WHAT NEEDS TO BE DONE: Pick out and copy every line of the entries below that contains the word "capsule". Letter case counts.

Coordinate labeling data:
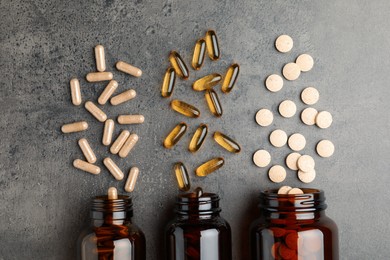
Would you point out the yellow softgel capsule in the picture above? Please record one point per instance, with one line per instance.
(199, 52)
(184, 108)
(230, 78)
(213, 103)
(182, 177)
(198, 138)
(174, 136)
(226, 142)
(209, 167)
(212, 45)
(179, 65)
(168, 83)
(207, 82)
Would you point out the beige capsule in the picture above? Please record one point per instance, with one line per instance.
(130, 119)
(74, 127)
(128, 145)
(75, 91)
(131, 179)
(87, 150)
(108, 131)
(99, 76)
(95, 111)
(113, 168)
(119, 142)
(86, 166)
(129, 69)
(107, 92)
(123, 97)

--

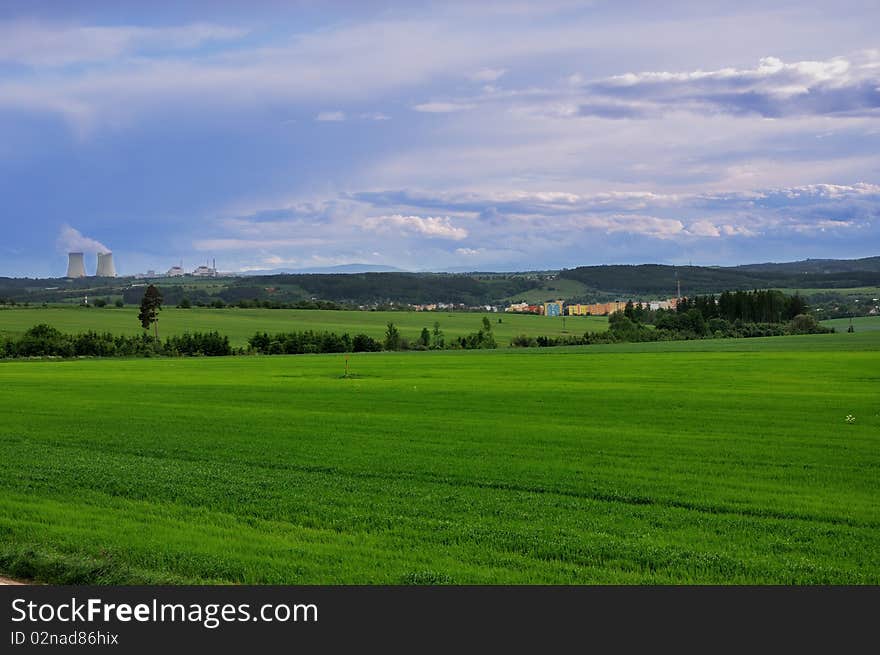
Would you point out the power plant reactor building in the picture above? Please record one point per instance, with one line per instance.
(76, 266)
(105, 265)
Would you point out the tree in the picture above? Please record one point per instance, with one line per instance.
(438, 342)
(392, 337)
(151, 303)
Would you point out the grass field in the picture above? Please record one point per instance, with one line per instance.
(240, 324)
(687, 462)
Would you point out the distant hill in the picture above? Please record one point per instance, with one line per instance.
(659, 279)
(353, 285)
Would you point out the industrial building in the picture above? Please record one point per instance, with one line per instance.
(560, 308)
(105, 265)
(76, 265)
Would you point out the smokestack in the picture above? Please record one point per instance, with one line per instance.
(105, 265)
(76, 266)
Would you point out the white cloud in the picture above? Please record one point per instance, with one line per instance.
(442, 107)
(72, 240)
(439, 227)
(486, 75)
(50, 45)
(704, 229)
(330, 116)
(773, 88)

...

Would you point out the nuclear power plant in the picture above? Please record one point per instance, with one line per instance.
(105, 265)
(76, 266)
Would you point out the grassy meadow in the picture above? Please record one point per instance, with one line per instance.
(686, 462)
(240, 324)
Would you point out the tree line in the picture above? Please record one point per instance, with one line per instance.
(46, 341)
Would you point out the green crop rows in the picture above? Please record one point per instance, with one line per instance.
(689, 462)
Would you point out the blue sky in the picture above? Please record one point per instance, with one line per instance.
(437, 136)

EXERCISE RESPONSE:
Would you point out the yellow softgel capsule in the picture above? Please record one point per instance, with one line per instance.
Would you point out the beige capsule in the picture above? Please record one point per instance, with one line per instance.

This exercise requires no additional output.